◆ Stored data ◆
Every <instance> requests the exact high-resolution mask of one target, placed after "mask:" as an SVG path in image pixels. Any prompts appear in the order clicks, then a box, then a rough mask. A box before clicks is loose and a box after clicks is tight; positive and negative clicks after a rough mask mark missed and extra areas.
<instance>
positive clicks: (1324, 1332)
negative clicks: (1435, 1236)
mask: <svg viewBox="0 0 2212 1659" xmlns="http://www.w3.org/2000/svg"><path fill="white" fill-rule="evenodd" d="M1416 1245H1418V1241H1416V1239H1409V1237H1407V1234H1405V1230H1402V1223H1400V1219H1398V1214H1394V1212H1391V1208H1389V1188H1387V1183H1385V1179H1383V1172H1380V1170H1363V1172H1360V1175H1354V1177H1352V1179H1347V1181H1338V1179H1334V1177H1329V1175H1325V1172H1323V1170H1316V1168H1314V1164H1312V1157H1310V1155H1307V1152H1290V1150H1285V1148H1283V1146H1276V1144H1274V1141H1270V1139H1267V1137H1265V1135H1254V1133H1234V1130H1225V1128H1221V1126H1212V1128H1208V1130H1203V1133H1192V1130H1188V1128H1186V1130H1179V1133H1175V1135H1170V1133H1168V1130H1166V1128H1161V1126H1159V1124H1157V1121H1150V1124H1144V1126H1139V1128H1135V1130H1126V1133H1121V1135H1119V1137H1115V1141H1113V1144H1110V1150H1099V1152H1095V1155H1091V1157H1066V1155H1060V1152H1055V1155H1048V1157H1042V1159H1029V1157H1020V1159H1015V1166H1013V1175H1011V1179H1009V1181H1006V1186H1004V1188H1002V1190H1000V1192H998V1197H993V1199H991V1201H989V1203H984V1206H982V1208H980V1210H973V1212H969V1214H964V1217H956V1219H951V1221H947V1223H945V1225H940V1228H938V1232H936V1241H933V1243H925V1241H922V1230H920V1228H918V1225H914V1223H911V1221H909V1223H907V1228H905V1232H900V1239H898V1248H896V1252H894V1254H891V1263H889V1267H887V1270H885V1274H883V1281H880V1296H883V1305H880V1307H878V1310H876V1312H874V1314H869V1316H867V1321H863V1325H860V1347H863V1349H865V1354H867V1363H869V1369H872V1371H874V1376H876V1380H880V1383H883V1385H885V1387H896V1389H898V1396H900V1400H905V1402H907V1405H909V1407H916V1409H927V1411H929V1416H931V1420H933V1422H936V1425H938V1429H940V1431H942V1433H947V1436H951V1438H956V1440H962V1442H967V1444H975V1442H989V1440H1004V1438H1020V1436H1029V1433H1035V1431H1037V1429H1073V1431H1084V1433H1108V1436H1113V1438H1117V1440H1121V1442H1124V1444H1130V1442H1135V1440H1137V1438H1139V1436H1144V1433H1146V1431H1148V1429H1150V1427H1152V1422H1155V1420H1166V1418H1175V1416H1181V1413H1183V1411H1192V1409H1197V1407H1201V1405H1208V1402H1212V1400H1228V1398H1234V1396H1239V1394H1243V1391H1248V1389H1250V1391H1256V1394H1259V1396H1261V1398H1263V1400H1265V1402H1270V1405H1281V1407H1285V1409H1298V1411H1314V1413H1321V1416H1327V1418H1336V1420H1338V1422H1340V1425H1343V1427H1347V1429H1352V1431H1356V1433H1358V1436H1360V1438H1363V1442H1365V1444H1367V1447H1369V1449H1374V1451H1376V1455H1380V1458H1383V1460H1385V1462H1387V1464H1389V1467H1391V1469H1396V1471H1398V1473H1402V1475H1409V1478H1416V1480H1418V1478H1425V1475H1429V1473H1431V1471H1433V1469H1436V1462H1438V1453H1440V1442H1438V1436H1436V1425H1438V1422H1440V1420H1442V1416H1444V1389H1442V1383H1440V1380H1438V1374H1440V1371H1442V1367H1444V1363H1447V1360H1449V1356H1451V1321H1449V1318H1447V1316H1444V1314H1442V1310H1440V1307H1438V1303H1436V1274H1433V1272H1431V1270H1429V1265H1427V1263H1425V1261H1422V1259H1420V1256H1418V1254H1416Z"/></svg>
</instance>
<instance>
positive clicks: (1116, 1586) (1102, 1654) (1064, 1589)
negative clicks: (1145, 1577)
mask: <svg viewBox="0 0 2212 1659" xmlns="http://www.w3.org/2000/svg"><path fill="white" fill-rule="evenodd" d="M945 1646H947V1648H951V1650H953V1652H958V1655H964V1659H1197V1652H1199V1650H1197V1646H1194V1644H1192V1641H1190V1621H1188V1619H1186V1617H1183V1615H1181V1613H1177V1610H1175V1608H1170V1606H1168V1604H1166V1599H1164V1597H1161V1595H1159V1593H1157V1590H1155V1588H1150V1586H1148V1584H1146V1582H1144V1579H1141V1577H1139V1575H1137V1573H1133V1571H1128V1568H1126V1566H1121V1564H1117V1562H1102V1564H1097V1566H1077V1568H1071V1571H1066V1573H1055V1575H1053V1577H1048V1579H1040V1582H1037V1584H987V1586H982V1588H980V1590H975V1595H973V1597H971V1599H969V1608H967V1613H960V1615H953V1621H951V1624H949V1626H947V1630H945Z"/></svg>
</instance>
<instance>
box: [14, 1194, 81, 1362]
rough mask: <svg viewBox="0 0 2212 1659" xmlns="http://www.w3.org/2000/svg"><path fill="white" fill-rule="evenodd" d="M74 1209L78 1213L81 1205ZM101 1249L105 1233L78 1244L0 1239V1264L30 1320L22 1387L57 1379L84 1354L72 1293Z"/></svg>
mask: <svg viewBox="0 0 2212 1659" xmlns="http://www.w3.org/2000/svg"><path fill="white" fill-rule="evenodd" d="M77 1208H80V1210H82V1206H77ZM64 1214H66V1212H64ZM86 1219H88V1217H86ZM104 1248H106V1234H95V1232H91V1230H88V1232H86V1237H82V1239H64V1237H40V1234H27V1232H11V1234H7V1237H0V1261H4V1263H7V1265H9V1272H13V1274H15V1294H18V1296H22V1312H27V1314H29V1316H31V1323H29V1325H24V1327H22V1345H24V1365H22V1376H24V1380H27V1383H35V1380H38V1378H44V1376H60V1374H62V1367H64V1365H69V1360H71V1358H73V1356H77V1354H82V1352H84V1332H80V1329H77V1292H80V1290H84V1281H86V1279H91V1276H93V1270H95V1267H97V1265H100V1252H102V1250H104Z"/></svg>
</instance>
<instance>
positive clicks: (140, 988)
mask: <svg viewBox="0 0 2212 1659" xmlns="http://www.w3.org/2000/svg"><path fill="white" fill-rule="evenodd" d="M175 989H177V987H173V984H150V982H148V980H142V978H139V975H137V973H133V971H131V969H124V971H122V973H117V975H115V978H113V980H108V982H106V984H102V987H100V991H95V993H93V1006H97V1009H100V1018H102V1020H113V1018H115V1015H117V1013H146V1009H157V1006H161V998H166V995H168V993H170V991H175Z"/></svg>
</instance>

◆ What is expected ◆
Lay out every line of the records above as a numbered list, leaving out any blank lines.

◆ Response for this exercise ◆
1. Every <instance> requests the exact high-resolution mask of one target, placed after "mask:" as an SVG path in image pixels. Any prompts appear in the order clicks, then a box, then a rough mask. A box before clicks is loose and a box after clicks is tight; positive and negative clicks after a rough mask mark missed and extra areas.
2. <instance>
3. positive clicks: (1324, 1332)
4. negative clicks: (1435, 1236)
5. mask: <svg viewBox="0 0 2212 1659" xmlns="http://www.w3.org/2000/svg"><path fill="white" fill-rule="evenodd" d="M1416 1245H1418V1241H1416V1239H1409V1237H1407V1234H1405V1230H1402V1223H1400V1219H1398V1214H1394V1212H1391V1208H1389V1188H1387V1183H1385V1179H1383V1172H1380V1170H1363V1172H1360V1175H1354V1177H1352V1179H1347V1181H1338V1179H1334V1177H1329V1175H1325V1172H1323V1170H1316V1168H1314V1164H1312V1157H1310V1155H1307V1152H1290V1150H1285V1148H1283V1146H1276V1144H1274V1141H1270V1139H1267V1137H1265V1135H1254V1133H1234V1130H1225V1128H1221V1126H1212V1128H1208V1130H1203V1133H1192V1130H1188V1128H1186V1130H1179V1133H1175V1135H1170V1133H1168V1130H1166V1128H1161V1126H1159V1124H1157V1121H1150V1124H1144V1126H1139V1128H1135V1130H1126V1133H1121V1135H1119V1137H1115V1141H1113V1144H1110V1150H1099V1152H1095V1155H1091V1157H1066V1155H1060V1152H1055V1155H1048V1157H1042V1159H1029V1157H1020V1159H1015V1166H1013V1175H1011V1179H1009V1181H1006V1186H1004V1188H1002V1190H1000V1192H998V1197H993V1199H991V1201H989V1203H984V1206H982V1208H980V1210H973V1212H969V1214H964V1217H956V1219H951V1221H947V1223H945V1225H940V1228H938V1232H936V1241H933V1243H925V1241H922V1230H920V1228H918V1225H914V1223H911V1221H909V1223H907V1228H905V1232H900V1239H898V1248H896V1252H894V1254H891V1263H889V1267H887V1270H885V1274H883V1281H880V1296H883V1305H880V1307H878V1310H876V1312H874V1314H869V1316H867V1321H863V1325H860V1347H863V1349H865V1354H867V1363H869V1369H872V1371H874V1376H876V1380H880V1383H883V1385H885V1387H896V1389H898V1396H900V1400H905V1402H907V1405H909V1407H916V1409H927V1411H929V1416H931V1420H933V1422H936V1425H938V1429H940V1431H942V1433H947V1436H951V1438H956V1440H962V1442H967V1444H975V1442H989V1440H1004V1438H1020V1436H1029V1433H1035V1431H1037V1429H1073V1431H1084V1433H1108V1436H1113V1438H1117V1440H1121V1442H1124V1444H1130V1442H1135V1440H1137V1438H1139V1436H1144V1433H1146V1431H1148V1429H1150V1427H1152V1422H1155V1420H1166V1418H1175V1416H1181V1413H1183V1411H1192V1409H1197V1407H1201V1405H1208V1402H1212V1400H1228V1398H1234V1396H1239V1394H1243V1391H1248V1389H1250V1391H1256V1394H1259V1396H1261V1398H1263V1400H1265V1402H1270V1405H1281V1407H1285V1409H1298V1411H1314V1413H1321V1416H1327V1418H1336V1420H1338V1422H1340V1425H1343V1427H1347V1429H1352V1431H1356V1433H1358V1436H1360V1438H1363V1442H1365V1444H1367V1447H1369V1449H1374V1451H1376V1455H1380V1458H1383V1460H1385V1462H1387V1464H1389V1467H1391V1469H1396V1471H1398V1473H1402V1475H1409V1478H1416V1480H1418V1478H1425V1475H1429V1473H1431V1471H1433V1469H1436V1462H1438V1453H1440V1442H1438V1436H1436V1425H1438V1422H1440V1420H1442V1416H1444V1389H1442V1383H1440V1380H1438V1374H1440V1371H1442V1367H1444V1363H1447V1360H1449V1356H1451V1321H1449V1318H1447V1316H1444V1314H1442V1310H1440V1307H1438V1303H1436V1274H1433V1272H1431V1270H1429V1265H1427V1263H1425V1261H1422V1259H1420V1256H1418V1254H1416Z"/></svg>
6. </instance>
7. <instance>
8. positive clicks: (1116, 1586) (1102, 1654) (1064, 1589)
9. negative clicks: (1145, 1577)
10. mask: <svg viewBox="0 0 2212 1659" xmlns="http://www.w3.org/2000/svg"><path fill="white" fill-rule="evenodd" d="M945 1646H947V1648H951V1650H953V1652H958V1655H964V1659H1197V1652H1199V1650H1197V1646H1194V1644H1192V1641H1190V1621H1188V1619H1186V1617H1183V1615H1181V1613H1177V1610H1175V1608H1170V1606H1168V1604H1166V1599H1164V1597H1161V1595H1159V1593H1157V1590H1155V1588H1150V1586H1148V1584H1146V1582H1144V1579H1141V1577H1139V1575H1137V1573H1133V1571H1128V1568H1126V1566H1121V1564H1117V1562H1102V1564H1097V1566H1077V1568H1071V1571H1066V1573H1055V1575H1053V1577H1048V1579H1040V1582H1037V1584H987V1586H982V1588H980V1590H975V1595H973V1597H971V1599H969V1608H967V1613H960V1615H953V1621H951V1624H949V1626H947V1630H945Z"/></svg>
11. </instance>
12. <instance>
13. box: [14, 1194, 81, 1362]
14. rough mask: <svg viewBox="0 0 2212 1659" xmlns="http://www.w3.org/2000/svg"><path fill="white" fill-rule="evenodd" d="M74 1209L78 1213L81 1205ZM101 1249L105 1233L78 1244L0 1239V1264L30 1320L22 1387L57 1379L84 1354L72 1293Z"/></svg>
15. mask: <svg viewBox="0 0 2212 1659" xmlns="http://www.w3.org/2000/svg"><path fill="white" fill-rule="evenodd" d="M77 1208H80V1210H82V1206H77ZM64 1214H66V1212H64ZM86 1219H88V1217H86ZM104 1248H106V1234H95V1232H91V1230H88V1232H86V1237H82V1239H64V1237H40V1234H27V1232H11V1234H7V1237H0V1261H4V1263H7V1265H9V1272H13V1274H15V1294H18V1296H22V1312H27V1314H29V1316H31V1323H29V1325H24V1327H22V1345H24V1365H22V1376H24V1380H27V1383H35V1380H38V1378H44V1376H60V1374H62V1367H64V1365H69V1360H71V1358H73V1356H77V1354H82V1352H84V1332H80V1329H77V1292H80V1290H84V1281H86V1279H91V1276H93V1270H95V1267H97V1265H100V1252H102V1250H104Z"/></svg>
16. </instance>
17. <instance>
18. positive clicks: (140, 988)
19. mask: <svg viewBox="0 0 2212 1659" xmlns="http://www.w3.org/2000/svg"><path fill="white" fill-rule="evenodd" d="M175 989H177V987H173V984H150V982H148V980H142V978H139V975H137V973H133V971H131V969H124V971H122V973H117V975H115V978H113V980H108V982H106V984H102V987H100V991H95V993H93V1006H97V1009H100V1018H102V1020H113V1018H115V1015H117V1013H146V1009H157V1006H161V998H166V995H168V993H170V991H175Z"/></svg>
20. </instance>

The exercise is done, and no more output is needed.